*PROBLEM STATEMENT*
Pull out every line with the word "trailer" from the entries below.
BEGIN SUPPLIED MATERIAL
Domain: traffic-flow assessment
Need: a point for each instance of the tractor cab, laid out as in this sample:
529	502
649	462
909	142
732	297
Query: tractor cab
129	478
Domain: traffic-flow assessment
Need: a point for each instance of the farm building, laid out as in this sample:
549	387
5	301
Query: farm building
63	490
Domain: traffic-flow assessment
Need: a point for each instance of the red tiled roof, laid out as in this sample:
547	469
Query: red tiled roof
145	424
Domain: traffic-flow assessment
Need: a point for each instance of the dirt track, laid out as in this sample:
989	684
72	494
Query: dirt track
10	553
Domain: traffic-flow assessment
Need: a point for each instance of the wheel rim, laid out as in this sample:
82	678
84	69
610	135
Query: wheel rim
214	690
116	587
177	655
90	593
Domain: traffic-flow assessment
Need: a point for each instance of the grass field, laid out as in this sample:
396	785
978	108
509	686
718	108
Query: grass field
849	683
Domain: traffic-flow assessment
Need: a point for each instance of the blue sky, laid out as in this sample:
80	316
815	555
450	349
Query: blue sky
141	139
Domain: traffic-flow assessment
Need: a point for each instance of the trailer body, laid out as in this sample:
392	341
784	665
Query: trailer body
END SUPPLIED MATERIAL
BEGIN SUPPLIED MATERIAL
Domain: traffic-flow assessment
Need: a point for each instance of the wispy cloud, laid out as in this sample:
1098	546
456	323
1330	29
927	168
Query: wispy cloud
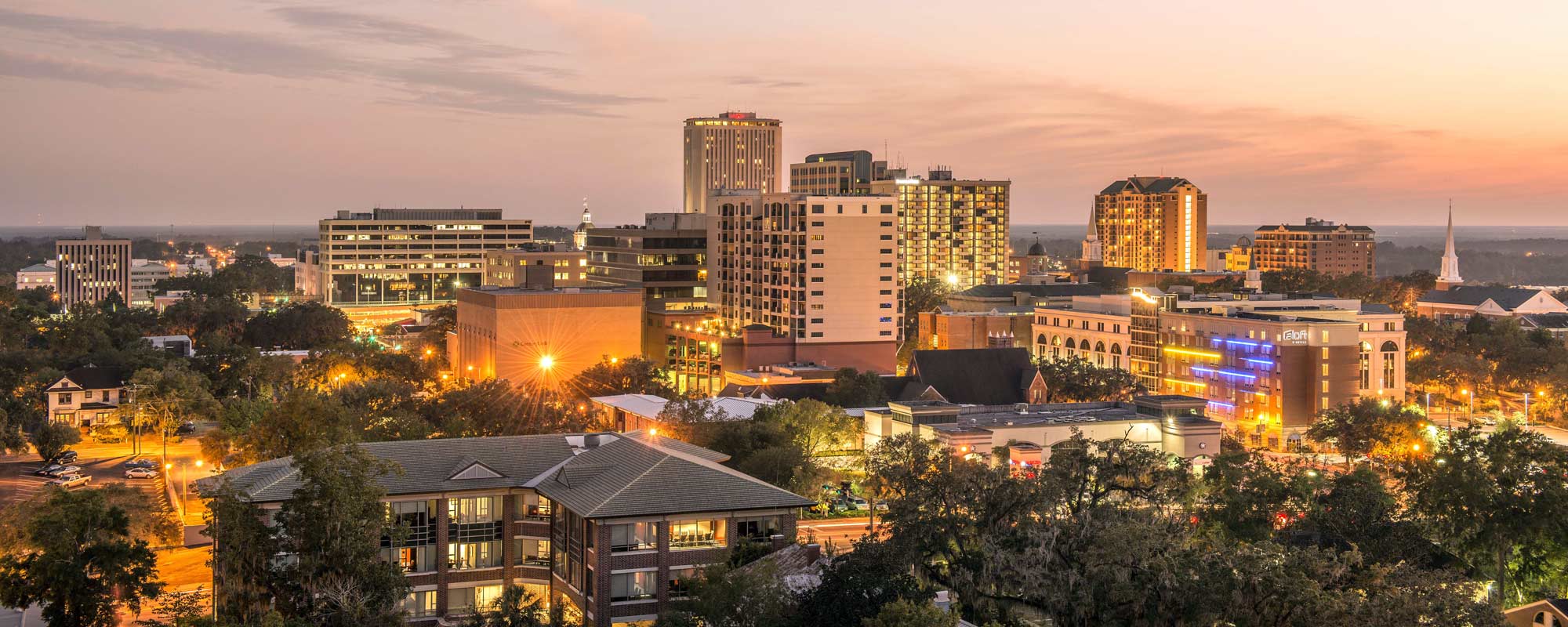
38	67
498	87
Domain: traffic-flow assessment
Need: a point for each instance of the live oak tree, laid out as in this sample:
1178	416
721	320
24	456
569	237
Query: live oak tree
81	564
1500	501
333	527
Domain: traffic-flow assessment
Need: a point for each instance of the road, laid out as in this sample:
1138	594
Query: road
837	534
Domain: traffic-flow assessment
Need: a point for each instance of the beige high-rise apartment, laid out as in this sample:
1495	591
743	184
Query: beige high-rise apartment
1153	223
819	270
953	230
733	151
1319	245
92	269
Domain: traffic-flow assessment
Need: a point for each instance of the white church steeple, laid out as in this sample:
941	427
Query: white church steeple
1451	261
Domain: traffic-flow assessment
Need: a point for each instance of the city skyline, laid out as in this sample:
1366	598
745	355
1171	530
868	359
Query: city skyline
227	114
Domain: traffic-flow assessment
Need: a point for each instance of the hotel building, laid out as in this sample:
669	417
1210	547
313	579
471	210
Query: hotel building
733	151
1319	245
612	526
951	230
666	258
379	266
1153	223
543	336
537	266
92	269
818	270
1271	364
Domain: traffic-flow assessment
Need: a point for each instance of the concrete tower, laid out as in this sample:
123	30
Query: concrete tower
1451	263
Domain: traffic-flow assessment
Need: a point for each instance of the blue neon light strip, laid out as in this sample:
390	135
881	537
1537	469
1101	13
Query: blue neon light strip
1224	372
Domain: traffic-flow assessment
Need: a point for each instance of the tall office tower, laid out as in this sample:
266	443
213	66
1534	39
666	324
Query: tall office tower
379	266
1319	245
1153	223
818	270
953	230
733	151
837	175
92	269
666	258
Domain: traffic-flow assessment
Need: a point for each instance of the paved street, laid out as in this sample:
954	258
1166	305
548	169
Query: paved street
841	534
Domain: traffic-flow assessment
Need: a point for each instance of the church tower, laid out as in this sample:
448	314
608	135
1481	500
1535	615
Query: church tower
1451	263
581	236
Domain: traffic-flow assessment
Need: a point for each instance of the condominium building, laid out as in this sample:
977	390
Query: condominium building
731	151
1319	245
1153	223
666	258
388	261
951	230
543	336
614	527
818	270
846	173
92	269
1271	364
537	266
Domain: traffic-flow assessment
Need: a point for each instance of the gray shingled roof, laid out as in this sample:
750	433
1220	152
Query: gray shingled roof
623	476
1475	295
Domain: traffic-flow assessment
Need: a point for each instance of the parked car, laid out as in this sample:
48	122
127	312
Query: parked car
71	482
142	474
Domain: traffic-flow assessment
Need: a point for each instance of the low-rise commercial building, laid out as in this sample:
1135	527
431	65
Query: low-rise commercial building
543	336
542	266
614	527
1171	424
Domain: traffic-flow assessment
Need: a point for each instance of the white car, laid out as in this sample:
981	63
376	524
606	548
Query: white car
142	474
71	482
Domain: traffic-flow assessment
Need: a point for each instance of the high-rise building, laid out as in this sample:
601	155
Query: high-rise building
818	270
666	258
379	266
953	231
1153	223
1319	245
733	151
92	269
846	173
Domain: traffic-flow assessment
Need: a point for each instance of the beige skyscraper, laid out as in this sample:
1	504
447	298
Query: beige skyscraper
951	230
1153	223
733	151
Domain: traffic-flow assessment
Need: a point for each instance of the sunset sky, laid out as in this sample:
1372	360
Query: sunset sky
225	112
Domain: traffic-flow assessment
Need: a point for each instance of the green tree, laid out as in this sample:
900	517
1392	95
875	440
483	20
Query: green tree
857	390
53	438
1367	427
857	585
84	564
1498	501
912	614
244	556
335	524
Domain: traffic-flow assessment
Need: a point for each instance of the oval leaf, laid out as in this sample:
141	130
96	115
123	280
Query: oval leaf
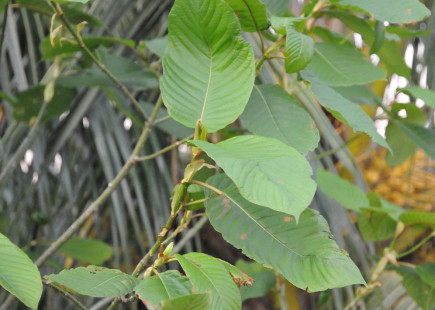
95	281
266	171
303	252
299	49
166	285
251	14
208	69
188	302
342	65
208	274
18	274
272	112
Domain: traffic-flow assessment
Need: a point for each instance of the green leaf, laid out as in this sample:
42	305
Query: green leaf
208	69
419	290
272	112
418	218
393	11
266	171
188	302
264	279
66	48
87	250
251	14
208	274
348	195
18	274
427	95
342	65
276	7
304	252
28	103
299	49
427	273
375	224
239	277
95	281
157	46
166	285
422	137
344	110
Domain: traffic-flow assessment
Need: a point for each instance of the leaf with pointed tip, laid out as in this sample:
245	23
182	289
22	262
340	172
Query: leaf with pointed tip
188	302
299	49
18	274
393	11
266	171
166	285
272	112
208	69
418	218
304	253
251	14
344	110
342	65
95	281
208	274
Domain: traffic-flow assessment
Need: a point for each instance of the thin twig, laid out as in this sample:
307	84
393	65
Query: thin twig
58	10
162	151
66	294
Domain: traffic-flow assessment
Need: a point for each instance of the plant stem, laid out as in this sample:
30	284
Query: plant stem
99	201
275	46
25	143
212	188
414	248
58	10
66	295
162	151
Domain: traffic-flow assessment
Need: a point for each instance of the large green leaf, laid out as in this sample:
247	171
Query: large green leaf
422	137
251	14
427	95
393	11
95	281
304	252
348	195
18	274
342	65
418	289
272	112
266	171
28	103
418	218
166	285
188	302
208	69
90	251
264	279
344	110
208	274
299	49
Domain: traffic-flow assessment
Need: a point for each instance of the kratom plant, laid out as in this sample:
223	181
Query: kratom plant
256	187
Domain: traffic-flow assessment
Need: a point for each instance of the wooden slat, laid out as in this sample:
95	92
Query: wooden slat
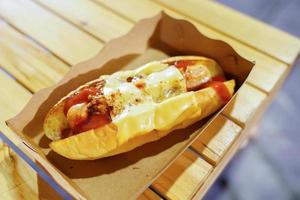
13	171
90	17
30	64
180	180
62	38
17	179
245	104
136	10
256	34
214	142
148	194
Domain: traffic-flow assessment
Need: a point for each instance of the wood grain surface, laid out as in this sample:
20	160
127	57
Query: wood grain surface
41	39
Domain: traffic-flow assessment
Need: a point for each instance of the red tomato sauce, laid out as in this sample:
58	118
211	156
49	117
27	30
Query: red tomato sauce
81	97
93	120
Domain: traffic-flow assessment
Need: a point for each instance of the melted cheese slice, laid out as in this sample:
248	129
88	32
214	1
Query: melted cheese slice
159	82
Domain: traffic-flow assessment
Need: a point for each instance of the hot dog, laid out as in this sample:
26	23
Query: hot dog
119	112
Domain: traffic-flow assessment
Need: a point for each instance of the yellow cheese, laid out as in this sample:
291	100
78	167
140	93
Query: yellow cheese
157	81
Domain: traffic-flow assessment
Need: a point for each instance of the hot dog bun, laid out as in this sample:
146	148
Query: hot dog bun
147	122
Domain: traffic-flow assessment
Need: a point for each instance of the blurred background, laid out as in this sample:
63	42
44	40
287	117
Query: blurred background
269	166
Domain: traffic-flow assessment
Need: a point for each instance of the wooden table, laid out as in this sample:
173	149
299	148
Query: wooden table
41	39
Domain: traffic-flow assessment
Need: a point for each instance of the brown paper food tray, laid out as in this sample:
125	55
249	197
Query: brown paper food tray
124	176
END SUPPLIED MATERIAL
BEGIN SUPPLIED MATERIAL
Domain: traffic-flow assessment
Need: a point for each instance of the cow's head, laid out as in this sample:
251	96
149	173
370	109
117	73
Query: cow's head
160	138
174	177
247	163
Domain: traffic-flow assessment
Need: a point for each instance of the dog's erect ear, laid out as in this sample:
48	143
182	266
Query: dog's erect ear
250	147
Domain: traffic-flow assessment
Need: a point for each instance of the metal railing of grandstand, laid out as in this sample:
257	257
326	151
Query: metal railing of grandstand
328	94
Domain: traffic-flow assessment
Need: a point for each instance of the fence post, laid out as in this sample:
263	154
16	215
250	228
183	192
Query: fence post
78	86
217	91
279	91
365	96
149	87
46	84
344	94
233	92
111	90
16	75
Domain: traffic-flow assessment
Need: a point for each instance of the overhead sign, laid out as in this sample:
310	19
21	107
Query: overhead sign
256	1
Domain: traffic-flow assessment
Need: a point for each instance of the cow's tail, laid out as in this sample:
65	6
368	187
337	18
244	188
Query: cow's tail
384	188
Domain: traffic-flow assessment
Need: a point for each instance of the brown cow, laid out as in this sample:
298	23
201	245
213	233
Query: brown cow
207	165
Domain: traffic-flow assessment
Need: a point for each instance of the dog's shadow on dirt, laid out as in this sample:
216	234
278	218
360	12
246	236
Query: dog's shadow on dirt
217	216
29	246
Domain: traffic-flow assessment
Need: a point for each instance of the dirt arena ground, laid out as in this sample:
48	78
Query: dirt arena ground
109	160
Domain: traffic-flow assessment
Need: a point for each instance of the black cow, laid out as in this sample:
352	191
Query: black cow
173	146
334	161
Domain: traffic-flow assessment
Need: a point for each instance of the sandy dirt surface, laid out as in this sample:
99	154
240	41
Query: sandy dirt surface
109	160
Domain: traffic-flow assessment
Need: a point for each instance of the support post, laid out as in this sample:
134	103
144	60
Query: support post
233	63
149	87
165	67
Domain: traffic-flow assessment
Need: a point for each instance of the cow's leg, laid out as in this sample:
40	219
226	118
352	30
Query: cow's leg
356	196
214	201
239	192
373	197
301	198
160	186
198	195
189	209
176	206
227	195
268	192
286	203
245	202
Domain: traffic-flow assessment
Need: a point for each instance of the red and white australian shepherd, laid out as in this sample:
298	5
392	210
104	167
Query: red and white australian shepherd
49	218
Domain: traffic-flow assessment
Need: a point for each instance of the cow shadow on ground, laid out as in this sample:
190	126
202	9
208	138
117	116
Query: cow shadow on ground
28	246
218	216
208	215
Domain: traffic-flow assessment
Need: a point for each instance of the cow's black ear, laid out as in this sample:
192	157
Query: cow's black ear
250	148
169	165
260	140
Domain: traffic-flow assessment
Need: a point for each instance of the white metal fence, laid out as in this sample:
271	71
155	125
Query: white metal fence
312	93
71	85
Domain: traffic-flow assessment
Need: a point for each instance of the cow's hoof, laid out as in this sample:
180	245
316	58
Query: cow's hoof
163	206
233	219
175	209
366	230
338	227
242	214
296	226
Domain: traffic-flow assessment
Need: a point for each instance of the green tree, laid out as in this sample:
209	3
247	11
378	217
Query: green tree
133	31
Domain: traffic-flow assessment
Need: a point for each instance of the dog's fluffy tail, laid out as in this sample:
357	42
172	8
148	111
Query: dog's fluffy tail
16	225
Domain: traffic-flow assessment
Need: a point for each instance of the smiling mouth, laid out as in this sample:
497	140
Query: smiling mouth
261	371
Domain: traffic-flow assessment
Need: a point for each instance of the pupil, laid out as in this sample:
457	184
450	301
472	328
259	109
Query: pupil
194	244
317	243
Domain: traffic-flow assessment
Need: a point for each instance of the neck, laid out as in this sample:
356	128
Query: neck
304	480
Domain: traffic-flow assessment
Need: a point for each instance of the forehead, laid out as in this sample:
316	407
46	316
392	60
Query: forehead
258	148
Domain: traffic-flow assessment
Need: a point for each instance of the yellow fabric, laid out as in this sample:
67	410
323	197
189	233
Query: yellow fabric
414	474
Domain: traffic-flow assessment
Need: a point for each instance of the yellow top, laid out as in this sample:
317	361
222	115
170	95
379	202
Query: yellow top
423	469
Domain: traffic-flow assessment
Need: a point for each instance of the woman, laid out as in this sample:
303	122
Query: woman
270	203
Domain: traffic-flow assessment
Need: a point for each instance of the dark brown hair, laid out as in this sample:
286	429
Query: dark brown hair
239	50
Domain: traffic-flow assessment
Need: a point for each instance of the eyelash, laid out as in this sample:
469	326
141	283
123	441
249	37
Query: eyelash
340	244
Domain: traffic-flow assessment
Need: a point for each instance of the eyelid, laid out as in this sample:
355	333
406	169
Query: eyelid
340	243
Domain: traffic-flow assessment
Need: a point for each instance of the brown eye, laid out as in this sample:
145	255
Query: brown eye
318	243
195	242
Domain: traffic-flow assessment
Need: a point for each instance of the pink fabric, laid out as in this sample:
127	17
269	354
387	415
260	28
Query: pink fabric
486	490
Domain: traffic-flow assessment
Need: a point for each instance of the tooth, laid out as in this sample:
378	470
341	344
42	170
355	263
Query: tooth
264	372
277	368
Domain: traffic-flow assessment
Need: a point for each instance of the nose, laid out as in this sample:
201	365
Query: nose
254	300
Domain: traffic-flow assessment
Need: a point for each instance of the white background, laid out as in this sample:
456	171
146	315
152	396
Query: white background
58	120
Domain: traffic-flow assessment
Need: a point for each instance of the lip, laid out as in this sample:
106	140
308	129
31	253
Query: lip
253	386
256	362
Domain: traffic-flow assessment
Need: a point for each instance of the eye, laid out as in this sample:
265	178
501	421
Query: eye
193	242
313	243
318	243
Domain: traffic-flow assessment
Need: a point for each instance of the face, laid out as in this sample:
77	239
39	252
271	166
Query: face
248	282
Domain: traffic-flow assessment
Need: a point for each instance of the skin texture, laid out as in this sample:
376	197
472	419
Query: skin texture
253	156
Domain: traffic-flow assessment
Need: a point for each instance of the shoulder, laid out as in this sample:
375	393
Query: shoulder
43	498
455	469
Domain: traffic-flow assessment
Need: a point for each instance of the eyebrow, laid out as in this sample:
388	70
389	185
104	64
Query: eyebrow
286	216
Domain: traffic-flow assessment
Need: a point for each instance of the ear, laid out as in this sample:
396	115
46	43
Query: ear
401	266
END SUPPLIED MATERIAL
*ANSWER FOR THE TASK*
Need: a point for each instance of the trailer body, laid out as in this sample:
Query: trailer body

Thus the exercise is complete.